Supplied records Block Start

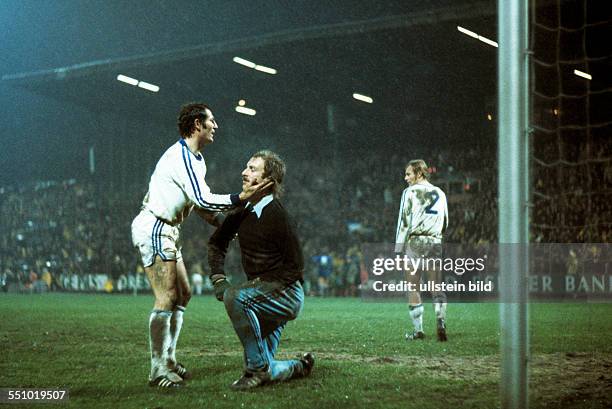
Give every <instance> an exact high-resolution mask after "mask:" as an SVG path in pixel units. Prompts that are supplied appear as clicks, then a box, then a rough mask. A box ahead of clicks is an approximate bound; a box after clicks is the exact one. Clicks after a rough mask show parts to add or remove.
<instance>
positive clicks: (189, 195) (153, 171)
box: [142, 139, 240, 226]
mask: <svg viewBox="0 0 612 409" xmlns="http://www.w3.org/2000/svg"><path fill="white" fill-rule="evenodd" d="M205 177H206V163H205V162H204V157H203V156H202V155H201V154H198V155H195V154H193V153H192V152H191V151H190V150H189V148H188V147H187V144H186V143H185V141H184V140H183V139H180V140H179V141H178V142H176V143H175V144H174V145H172V146H170V147H169V148H168V149H167V150H166V152H164V154H163V155H162V157H161V158H160V159H159V161H158V162H157V165H156V166H155V170H154V171H153V175H152V176H151V181H150V182H149V191H148V192H147V194H146V196H145V198H144V200H143V202H142V209H143V210H145V209H146V210H148V211H150V212H151V213H153V214H154V215H155V216H156V217H158V218H159V219H161V220H163V221H165V222H167V223H168V224H171V225H173V226H176V225H178V224H180V223H181V222H182V221H183V220H184V219H185V217H187V216H188V215H189V213H190V212H191V210H192V209H193V207H194V206H197V207H200V208H202V209H204V210H207V211H213V212H218V211H222V210H227V209H230V208H232V207H234V206H235V205H237V204H238V203H239V202H240V199H239V198H238V194H235V195H217V194H213V193H211V192H210V188H209V187H208V185H207V184H206V181H205V180H204V178H205Z"/></svg>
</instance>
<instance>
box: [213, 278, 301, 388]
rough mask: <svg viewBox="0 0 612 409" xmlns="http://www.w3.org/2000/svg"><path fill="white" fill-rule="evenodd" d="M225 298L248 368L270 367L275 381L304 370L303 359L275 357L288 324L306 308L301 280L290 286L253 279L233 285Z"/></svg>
mask: <svg viewBox="0 0 612 409" xmlns="http://www.w3.org/2000/svg"><path fill="white" fill-rule="evenodd" d="M223 300H224V303H225V309H226V310H227V313H228V315H229V317H230V319H231V320H232V324H233V325H234V330H235V331H236V334H237V335H238V338H240V342H242V346H243V347H244V358H245V366H246V370H247V371H253V372H254V371H259V370H263V369H265V368H269V373H270V376H271V380H272V381H285V380H288V379H291V378H292V377H293V376H296V375H299V374H300V373H301V371H302V370H303V367H302V363H301V362H300V361H299V360H288V361H277V360H275V359H274V355H275V354H276V349H277V348H278V344H279V342H280V338H281V333H282V331H283V328H284V327H285V324H286V323H287V321H291V320H294V319H295V318H296V317H297V316H298V314H299V313H300V311H301V310H302V305H303V303H304V290H303V289H302V285H301V284H300V282H299V281H296V282H294V283H292V284H289V285H286V284H283V283H280V282H269V281H261V280H259V279H255V280H250V281H247V282H246V283H244V284H242V285H240V286H237V287H232V288H229V289H228V290H227V291H226V292H225V295H224V297H223Z"/></svg>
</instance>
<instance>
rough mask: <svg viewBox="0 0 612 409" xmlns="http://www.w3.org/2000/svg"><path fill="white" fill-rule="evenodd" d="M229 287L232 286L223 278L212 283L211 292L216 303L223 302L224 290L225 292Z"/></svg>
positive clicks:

Supplied records Block End

== Work instruction ==
Retype the entries above exactly. Stop after the line containing "positive clicks: (189, 195) (153, 171)", and omit the pictures.

== Answer section ==
Give every <instance> an exact high-resolution mask after "mask:" as an SVG path in pixel units. Prompts that are supplied appear as clicks, then a box, then a rough mask. A box ahead of clicks is an approximate bound; a box after clicks is the exact one. Clicks after a rough mask show parts to add or remove.
<instance>
positive clicks: (189, 195) (153, 171)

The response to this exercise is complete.